> [TEXT SEGMENT]:
===============

"The Maserati Years" stirred up my lovely memories from Freshman year English in which we read A.E. Housman's poem, "To An Athlete Dying Young." They both trace a sort of story in which the protagonist is leading a sort of glorified life that gets cut short. The way they differ is that the poem's protagonist's glory is cut short by death, while it can be argued that the short story's protagonist's glory is cut short by life (in the birth of his illegitament child). It's too bad the guy had to get rid of his Maz.
tim
here is the poem in case you dont have it:
"To An Athlete Dying Young"
The time you won your town the race
We chaired you through the market-place;
Man and boy stood cheering by,
And home we brought you shoulder-high.
To-day, the road all runners come,
Shoulder-high we bring you home,
And set you at your threshold down,
Townsman of a stiller town.

===============

> [DATASET CONTENT]:
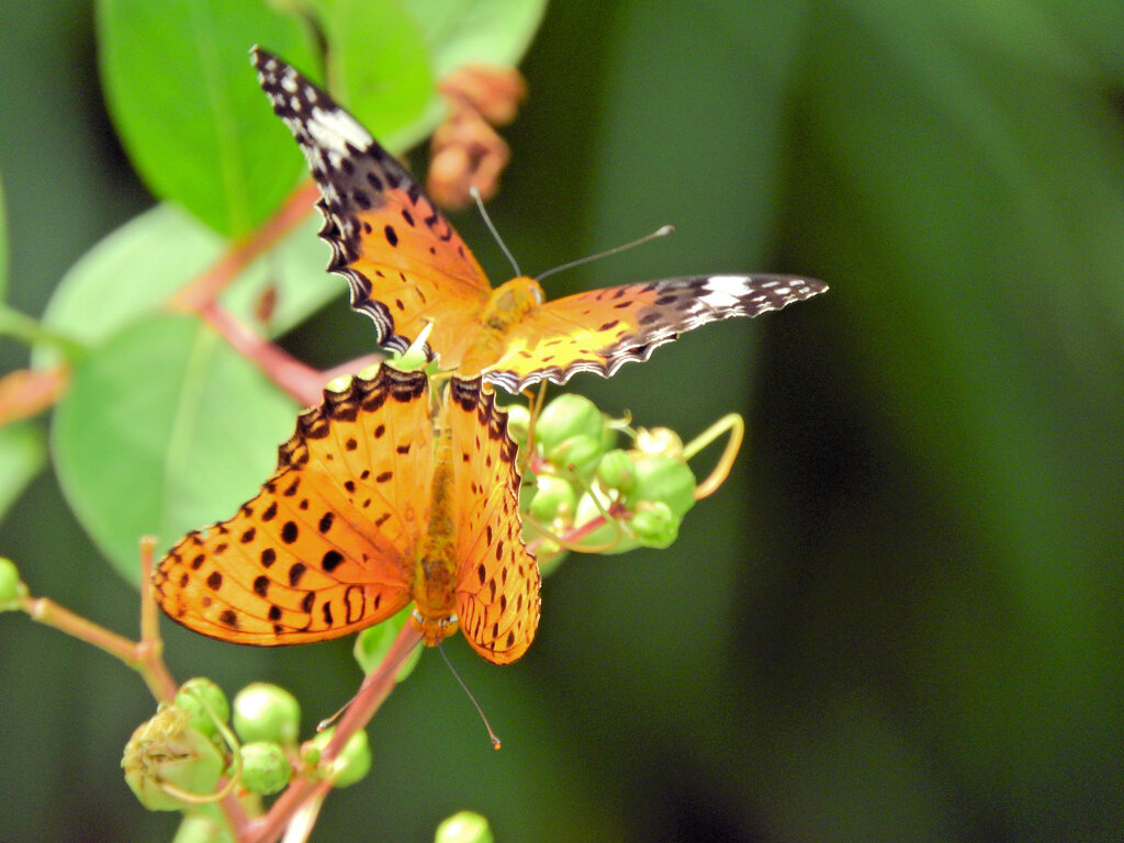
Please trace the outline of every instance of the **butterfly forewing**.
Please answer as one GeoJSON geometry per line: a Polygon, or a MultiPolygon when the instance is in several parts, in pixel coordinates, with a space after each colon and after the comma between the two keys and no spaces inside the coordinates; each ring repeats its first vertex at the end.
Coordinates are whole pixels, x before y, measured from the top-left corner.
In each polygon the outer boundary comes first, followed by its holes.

===============

> [WORK TO DO]:
[A] In the comment comparing the short story and the Housman poem, in which class did the writer read "To An Athlete Dying Young"?
[B] In the comment on the short story and the Housman poem, list the last word of every line of the quoted poem, not counting the title.
[C] Carry on the comment about the short story and the Housman poem from the point where it stops.

> [ANSWERS IN ORDER]:
[A] Freshman year English.

[B] race, market-place, by, shoulder-high, come, home, down, town

[C]
Smart lad, to slip betimes away
From fields where glory does not stay,
And early though the laurel grows
It withers quicker than the rose.
Eyes the shady night has shut
Cannot see the record cut,
And silence sounds no worse than cheers
After earth has stopped the ears:
Now you will not swell the rout
Of lads that wore their honours out,
Runners whom renown outran
And the name died before the man.
So set, before its echoes fade,
The fleet foot on the sill of shade,
And hold to the low lintel up
The still-defended challenge-cup.
And round that early-laurelled head
Will flock to gaze the strengthless dead,
And find unwithered on its curls
The garland briefer than a girl's.
-A.E. Housman
Subscribe to:
Post Comments (Atom)
3 comments:
This is deep.
I like it.
But, Tim, he does NOT lose his Maz. In fact, that is the only thing he is left with. He loses the girlfriend and the (imaginary) baby. And he screws up his career by spending the day in bed watching his breathe vaporize. As i see it, all he has to look forward to are Maserati years, which isn't much from the chastened perspective that they story arrives at...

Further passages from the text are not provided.